# start of Data for this task

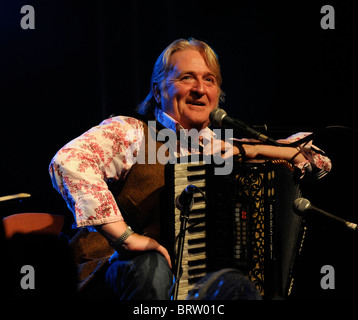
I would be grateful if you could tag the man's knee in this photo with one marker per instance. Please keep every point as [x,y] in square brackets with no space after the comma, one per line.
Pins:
[147,276]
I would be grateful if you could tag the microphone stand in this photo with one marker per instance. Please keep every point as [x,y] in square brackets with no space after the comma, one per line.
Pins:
[184,217]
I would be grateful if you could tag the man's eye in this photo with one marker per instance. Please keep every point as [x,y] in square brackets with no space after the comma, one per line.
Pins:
[186,78]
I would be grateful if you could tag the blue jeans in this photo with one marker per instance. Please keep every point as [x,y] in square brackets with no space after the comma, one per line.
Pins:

# end of Data for this task

## Written problem
Rewrite the stretch from the line containing "I would be grateful if you could tag the microphone" through the end of the records, replacing "blue jeans" with "black jeans" and leaving everything else unchanged.

## Answer to the exercise
I would be grateful if you could tag the microphone stand in this photo with one marker per instance. Please keep every point as [x,y] in square brackets with no space after the comma, one per line.
Pins:
[184,217]
I would be grateful if you could tag the man's eye in this photo with one marker per instance. Please keep every point as [x,y] in square brackets with no space after the comma, one per line.
Pins:
[186,78]
I would be grateful if you could tag the black jeans in this photo with one marker per instance. Please keep every point as [x,y] in square brackets with no space after the comma, one per line.
Pins:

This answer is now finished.